EXERCISE DESCRIPTION: Tally the lines in the records below that contain the string "suit", counting case, and give only the number.

**** SUPPLIED INFORMATION ****

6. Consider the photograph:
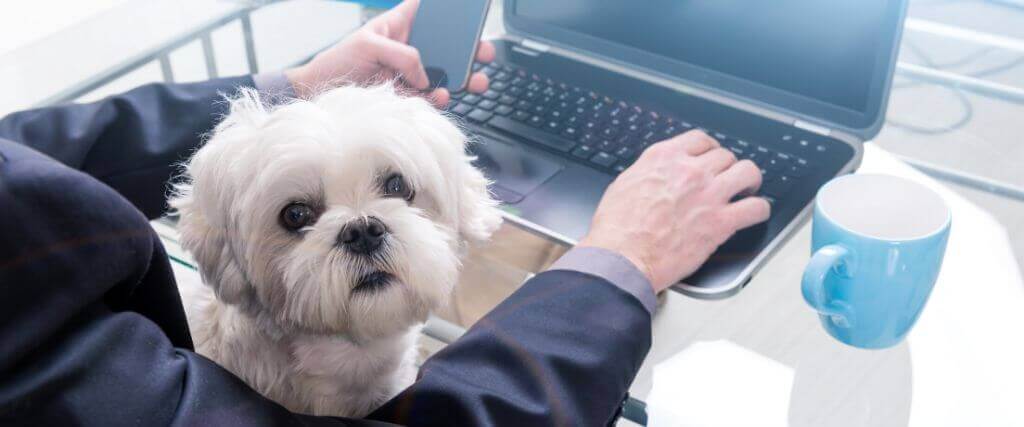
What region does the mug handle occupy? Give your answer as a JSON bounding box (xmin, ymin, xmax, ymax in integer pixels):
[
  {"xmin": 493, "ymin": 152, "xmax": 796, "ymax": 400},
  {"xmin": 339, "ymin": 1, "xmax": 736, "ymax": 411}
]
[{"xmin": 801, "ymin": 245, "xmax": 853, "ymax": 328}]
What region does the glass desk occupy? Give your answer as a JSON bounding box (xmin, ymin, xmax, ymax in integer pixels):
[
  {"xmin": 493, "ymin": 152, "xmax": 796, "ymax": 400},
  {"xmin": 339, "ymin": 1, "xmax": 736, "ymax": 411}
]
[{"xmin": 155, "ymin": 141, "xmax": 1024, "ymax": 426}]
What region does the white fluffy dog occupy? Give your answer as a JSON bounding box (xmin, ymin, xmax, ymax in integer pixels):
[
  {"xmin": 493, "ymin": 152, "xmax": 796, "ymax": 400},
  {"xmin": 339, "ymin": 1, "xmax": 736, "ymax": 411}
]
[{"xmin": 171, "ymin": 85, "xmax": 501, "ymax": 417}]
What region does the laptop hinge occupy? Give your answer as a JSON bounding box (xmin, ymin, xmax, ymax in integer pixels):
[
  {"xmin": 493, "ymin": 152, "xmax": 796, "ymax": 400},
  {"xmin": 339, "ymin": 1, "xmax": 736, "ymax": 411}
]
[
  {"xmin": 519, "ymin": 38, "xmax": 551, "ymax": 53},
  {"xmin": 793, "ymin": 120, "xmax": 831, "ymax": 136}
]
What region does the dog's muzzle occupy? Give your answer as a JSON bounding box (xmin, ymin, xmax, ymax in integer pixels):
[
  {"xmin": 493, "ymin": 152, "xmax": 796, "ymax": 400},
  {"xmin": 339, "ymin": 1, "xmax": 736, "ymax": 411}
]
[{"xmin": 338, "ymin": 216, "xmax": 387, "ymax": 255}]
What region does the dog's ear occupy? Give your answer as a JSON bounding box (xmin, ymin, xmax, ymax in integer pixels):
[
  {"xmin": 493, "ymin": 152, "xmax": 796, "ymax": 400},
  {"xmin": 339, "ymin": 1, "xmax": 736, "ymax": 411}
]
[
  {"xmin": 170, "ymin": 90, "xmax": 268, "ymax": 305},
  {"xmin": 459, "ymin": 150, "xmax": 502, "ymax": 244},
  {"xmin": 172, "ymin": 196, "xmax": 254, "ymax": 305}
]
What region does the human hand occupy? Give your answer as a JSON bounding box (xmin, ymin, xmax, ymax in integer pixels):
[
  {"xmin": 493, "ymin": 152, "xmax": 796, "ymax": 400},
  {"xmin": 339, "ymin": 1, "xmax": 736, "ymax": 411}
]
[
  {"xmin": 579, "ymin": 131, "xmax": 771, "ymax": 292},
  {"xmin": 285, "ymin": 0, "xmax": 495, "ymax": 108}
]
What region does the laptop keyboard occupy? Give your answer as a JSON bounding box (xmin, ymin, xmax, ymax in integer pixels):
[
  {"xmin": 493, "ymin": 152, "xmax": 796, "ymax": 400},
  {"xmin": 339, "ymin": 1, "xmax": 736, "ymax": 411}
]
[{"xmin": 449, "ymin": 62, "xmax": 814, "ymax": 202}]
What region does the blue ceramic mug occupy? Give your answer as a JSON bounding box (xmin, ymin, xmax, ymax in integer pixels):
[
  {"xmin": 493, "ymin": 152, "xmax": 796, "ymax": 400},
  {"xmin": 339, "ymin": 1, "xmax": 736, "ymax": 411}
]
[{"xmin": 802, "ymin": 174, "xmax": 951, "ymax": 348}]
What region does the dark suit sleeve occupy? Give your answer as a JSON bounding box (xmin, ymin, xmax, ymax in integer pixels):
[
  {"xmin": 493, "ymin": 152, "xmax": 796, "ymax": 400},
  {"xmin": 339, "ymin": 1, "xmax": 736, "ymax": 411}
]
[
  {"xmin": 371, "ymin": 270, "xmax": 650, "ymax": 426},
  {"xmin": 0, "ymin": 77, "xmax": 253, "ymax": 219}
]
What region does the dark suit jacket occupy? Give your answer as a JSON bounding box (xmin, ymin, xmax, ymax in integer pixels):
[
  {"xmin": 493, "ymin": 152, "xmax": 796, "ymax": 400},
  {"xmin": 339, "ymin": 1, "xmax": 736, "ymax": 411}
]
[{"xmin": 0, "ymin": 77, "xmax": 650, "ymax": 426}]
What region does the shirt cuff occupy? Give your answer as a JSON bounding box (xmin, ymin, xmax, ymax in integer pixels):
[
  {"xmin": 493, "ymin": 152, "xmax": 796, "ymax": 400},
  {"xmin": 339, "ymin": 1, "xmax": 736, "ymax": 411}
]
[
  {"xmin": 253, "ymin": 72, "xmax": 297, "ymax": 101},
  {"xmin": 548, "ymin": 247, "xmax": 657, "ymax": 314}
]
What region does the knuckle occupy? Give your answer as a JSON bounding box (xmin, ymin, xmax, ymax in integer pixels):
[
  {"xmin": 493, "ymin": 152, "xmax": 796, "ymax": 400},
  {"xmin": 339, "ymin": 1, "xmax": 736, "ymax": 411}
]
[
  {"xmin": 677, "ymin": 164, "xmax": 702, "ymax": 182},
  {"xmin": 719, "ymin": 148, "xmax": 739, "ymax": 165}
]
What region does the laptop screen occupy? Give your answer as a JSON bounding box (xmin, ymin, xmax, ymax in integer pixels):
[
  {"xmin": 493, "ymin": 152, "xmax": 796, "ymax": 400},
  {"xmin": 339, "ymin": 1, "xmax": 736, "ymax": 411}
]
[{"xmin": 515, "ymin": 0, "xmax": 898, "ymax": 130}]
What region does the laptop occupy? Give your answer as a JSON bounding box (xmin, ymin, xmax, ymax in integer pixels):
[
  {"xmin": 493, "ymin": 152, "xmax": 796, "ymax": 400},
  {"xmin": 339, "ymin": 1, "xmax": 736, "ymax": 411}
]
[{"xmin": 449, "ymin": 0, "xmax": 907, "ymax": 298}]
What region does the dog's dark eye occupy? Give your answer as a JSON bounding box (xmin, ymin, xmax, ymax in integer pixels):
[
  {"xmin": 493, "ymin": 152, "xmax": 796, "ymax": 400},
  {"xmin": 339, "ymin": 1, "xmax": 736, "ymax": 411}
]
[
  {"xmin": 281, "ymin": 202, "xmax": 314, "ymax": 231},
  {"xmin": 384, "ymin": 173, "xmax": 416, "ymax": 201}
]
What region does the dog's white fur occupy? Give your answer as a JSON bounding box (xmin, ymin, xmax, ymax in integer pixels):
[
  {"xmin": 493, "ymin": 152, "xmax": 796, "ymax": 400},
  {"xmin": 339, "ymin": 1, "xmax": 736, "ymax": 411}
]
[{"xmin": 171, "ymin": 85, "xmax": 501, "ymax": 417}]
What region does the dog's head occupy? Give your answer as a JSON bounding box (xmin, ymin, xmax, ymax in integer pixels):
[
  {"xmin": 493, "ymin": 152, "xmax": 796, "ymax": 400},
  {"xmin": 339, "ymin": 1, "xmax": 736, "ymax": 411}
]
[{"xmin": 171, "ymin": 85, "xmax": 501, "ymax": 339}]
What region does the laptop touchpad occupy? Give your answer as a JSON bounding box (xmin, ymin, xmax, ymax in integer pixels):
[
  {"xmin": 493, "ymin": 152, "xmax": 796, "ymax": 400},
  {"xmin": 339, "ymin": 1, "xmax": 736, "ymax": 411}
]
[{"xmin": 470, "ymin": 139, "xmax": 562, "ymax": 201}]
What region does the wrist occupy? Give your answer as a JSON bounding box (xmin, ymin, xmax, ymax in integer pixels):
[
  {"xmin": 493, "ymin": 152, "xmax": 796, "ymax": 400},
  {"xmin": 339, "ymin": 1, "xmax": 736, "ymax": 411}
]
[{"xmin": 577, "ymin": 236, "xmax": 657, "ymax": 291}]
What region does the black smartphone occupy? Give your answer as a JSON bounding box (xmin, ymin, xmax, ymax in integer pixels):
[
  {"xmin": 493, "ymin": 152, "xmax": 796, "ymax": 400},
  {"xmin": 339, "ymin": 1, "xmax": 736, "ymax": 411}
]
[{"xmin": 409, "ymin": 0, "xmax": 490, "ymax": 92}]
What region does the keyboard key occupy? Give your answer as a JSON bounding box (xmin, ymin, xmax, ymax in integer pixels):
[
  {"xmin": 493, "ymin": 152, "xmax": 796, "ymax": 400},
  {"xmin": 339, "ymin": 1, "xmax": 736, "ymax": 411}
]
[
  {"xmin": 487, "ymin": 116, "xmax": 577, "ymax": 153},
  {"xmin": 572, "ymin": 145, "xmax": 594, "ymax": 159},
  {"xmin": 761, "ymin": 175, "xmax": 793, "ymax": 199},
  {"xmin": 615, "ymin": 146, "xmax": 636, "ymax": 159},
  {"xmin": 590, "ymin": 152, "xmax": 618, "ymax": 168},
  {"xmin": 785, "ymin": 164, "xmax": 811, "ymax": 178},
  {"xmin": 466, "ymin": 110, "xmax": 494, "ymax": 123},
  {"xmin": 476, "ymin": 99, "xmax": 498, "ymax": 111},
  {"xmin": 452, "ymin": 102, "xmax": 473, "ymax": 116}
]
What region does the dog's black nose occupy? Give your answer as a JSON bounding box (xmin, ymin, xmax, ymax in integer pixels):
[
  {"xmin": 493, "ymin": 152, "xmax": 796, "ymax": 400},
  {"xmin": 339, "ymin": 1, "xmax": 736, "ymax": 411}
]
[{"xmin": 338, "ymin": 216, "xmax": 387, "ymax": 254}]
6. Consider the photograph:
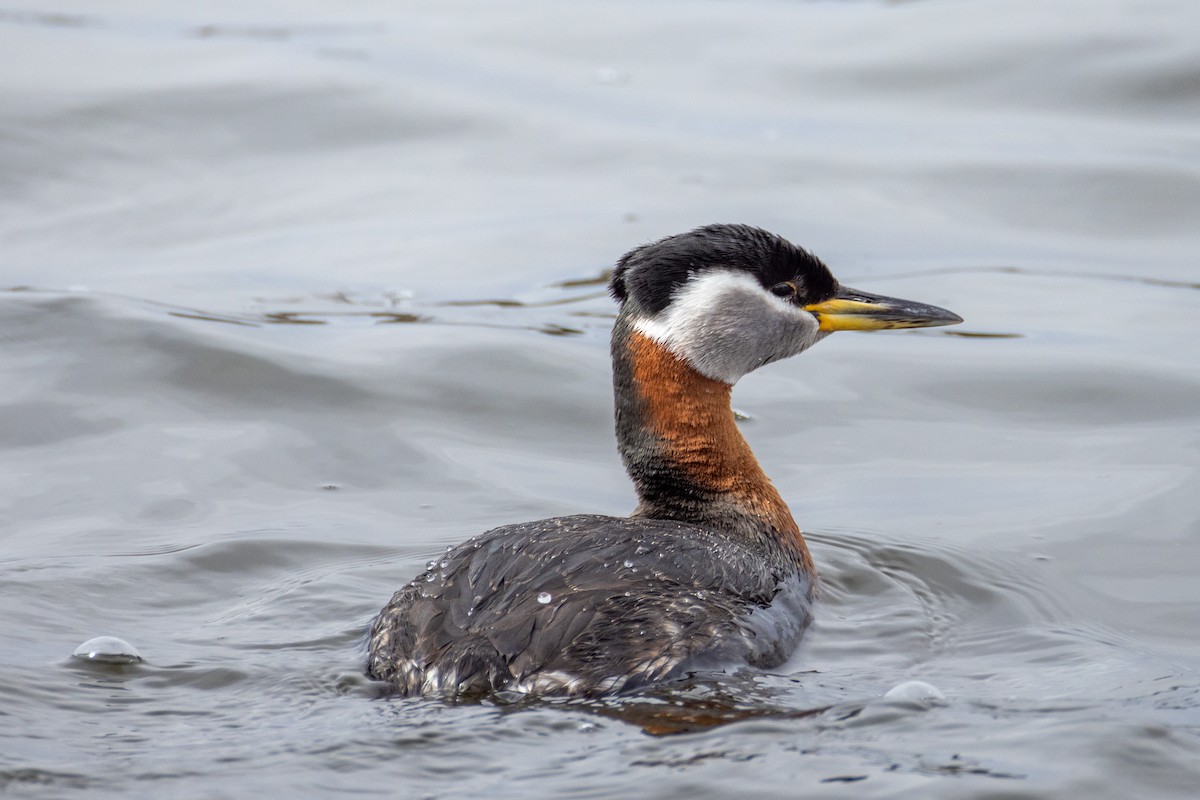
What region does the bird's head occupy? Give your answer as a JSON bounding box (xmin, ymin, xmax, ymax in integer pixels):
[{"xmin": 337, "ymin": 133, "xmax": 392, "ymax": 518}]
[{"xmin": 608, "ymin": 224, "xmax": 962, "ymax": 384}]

****

SOLUTION TO THE PROBLEM: 2